[Begin]

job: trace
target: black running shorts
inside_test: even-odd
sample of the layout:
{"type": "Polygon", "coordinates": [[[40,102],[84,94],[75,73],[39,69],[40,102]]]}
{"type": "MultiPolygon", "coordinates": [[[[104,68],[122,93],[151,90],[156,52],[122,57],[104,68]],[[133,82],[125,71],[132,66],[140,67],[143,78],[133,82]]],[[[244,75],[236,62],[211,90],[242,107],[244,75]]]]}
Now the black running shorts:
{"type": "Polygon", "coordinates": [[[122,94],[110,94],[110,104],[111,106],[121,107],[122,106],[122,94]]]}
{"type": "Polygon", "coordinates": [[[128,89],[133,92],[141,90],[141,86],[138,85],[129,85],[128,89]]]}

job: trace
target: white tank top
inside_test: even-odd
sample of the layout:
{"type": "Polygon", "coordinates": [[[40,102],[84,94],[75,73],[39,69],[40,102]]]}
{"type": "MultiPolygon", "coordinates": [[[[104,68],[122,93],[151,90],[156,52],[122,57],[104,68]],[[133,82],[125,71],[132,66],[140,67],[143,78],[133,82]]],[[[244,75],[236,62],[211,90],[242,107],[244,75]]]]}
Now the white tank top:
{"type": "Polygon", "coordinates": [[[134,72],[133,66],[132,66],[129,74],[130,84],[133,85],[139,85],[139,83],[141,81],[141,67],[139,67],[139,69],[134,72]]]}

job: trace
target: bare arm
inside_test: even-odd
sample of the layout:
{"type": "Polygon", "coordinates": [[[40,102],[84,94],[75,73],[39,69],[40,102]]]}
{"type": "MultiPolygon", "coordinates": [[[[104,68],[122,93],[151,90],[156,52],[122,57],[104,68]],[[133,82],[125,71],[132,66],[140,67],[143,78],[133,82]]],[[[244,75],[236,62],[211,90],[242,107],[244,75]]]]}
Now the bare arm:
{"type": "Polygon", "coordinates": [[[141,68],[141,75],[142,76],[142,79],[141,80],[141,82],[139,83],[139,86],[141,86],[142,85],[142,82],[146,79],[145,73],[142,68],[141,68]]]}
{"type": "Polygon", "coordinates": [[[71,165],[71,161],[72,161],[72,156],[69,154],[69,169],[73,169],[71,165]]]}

[End]

Reproduce all of the lines above verbatim, changing no character and keeping the blank lines between the groups.

◆ Written answer ◆
job: trace
target: black running shorts
inside_test: even-odd
sample of the layout:
{"type": "Polygon", "coordinates": [[[40,102],[84,94],[75,73],[39,69],[40,102]]]}
{"type": "MultiPolygon", "coordinates": [[[[104,68],[122,93],[151,90],[156,52],[122,57],[104,68]],[[133,82],[125,71],[132,66],[140,67],[143,78],[133,82]]],[[[244,75],[236,62],[211,90],[242,107],[244,75]]]]}
Now the black running shorts:
{"type": "Polygon", "coordinates": [[[122,94],[110,94],[110,104],[111,106],[121,107],[122,106],[122,94]]]}
{"type": "Polygon", "coordinates": [[[128,89],[133,92],[141,90],[141,86],[138,85],[129,85],[128,89]]]}

job: trace
target: white tank top
inside_test: even-odd
sample of the layout:
{"type": "Polygon", "coordinates": [[[40,102],[84,94],[75,73],[39,69],[40,102]]]}
{"type": "MultiPolygon", "coordinates": [[[[104,68],[122,93],[151,90],[156,52],[122,57],[104,68]],[[133,82],[125,71],[132,66],[140,67],[143,78],[133,82]]],[[[244,75],[236,62],[211,90],[242,107],[244,75]]]]}
Now the white tank top:
{"type": "Polygon", "coordinates": [[[134,72],[133,66],[132,66],[129,74],[130,84],[133,85],[139,85],[139,83],[141,81],[141,67],[139,67],[139,69],[134,72]]]}

job: trace
target: bare arm
inside_test: even-odd
sample of the layout:
{"type": "Polygon", "coordinates": [[[40,102],[84,94],[75,73],[39,69],[40,102]]]}
{"type": "MultiPolygon", "coordinates": [[[[104,68],[122,93],[151,90],[156,52],[122,57],[104,68]],[[133,82],[125,71],[132,66],[140,67],[143,78],[133,82]]],[[[244,75],[236,62],[211,90],[242,107],[244,75]]]]}
Now the bare arm:
{"type": "Polygon", "coordinates": [[[141,68],[141,75],[142,76],[142,79],[141,80],[141,82],[139,83],[139,86],[141,86],[142,85],[142,82],[146,79],[145,73],[142,68],[141,68]]]}
{"type": "Polygon", "coordinates": [[[71,165],[71,161],[72,161],[72,156],[69,154],[69,169],[73,169],[71,165]]]}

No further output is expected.